Natural-language object grounding data:
▬▬▬▬▬▬

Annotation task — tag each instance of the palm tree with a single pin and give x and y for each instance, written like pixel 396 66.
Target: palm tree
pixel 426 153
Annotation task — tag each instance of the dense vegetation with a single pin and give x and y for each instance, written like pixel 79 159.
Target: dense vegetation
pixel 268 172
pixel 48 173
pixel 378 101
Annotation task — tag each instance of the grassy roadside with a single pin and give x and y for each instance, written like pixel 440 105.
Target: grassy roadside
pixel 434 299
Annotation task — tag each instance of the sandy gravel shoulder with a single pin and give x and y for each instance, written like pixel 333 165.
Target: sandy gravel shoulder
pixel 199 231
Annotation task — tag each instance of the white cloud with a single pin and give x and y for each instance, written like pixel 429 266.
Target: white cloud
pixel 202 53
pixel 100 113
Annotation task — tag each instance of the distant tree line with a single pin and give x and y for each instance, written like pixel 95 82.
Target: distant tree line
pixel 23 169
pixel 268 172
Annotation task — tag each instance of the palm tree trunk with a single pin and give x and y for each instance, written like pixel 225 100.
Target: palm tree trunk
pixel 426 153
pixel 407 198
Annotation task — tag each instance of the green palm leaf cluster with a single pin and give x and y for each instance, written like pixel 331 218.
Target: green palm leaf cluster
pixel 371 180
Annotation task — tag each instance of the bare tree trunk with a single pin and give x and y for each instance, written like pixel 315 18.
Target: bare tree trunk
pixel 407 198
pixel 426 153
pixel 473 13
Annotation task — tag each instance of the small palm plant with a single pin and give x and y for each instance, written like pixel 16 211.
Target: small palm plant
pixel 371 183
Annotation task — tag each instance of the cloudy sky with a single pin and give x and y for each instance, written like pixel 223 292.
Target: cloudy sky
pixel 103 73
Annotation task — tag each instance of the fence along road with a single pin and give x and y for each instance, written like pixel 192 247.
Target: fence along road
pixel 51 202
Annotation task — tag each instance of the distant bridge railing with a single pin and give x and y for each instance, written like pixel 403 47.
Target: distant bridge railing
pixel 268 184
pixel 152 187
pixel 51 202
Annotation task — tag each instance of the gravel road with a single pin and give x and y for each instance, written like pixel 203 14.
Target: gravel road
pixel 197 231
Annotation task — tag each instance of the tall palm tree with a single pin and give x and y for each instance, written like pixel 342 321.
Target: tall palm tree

▬▬▬▬▬▬

Prompt ▸
An exact copy of every record is required here.

Response to the exercise ▸
Annotation task — tag each instance of the palm tree with a single pin and give x and y for each instance, written like pixel 396 66.
Target: palm tree
pixel 426 153
Annotation task — tag each instance of the dense vegetation with a single pin and give x and y for each instance, written like pixel 79 159.
Target: dense vegetation
pixel 268 172
pixel 48 173
pixel 378 101
Annotation task — tag each instance of the grassy roadside with a single pin and give x and y for each instance, written like pixel 440 105.
Target: grassy roadside
pixel 434 299
Annotation task — tag each instance of the sandy gravel shoulder with a single pin and give x and y for each instance, written like pixel 333 165.
Target: sandy gravel shoulder
pixel 199 231
Annotation task — tag each instance of the white cloud with a single pin and give x and y for each instance, written like pixel 429 266.
Target: white cloud
pixel 202 53
pixel 100 113
Annotation task — tag each instance of the distant tree line with a single pin and give x and y for each instance, written like pixel 95 82.
Target: distant tree line
pixel 23 169
pixel 268 172
Annotation task — tag each instance of the palm tree trunk with a single pin and give x and y for each instance, written like pixel 225 100.
Target: palm tree trunk
pixel 426 153
pixel 407 198
Annotation task — tag each instance of the green palm leaf cluster with a single pin and give x and y for each instance, written like pixel 331 218.
Target: green palm leaf cluster
pixel 371 180
Annotation task — tag each instance of the bare tree trunk with a single pin and give x and y for each instance, written like pixel 315 18.
Target: bare tree trunk
pixel 407 198
pixel 426 153
pixel 473 13
Annotation task — tag each instance of the small palm plant with a single pin and give x and y for each instance, written like pixel 16 211.
Target: small palm plant
pixel 371 183
Annotation task — tag each instance of the cloudy sky with a single pin and give x and y for each instance, written like pixel 223 292.
Target: cloudy sky
pixel 103 73
Annotation task — tag each instance of the fence along road with a single pin and give x and y for each instance, written like pixel 192 247.
Target: fence along road
pixel 51 202
Annotation task — tag each instance of the distant bridge railing with a single pin and give x and y for each instance, written like pixel 403 47.
Target: distant bridge railing
pixel 268 184
pixel 152 187
pixel 51 202
Annotation task — tag each instance of the gravel road with a single pin and give x and y for each instance, written like pixel 203 14.
Target: gravel road
pixel 197 231
Annotation task — tag each instance of the tall palm tree with a single pin and give x and y for each instance, written like pixel 342 321.
Target: tall palm tree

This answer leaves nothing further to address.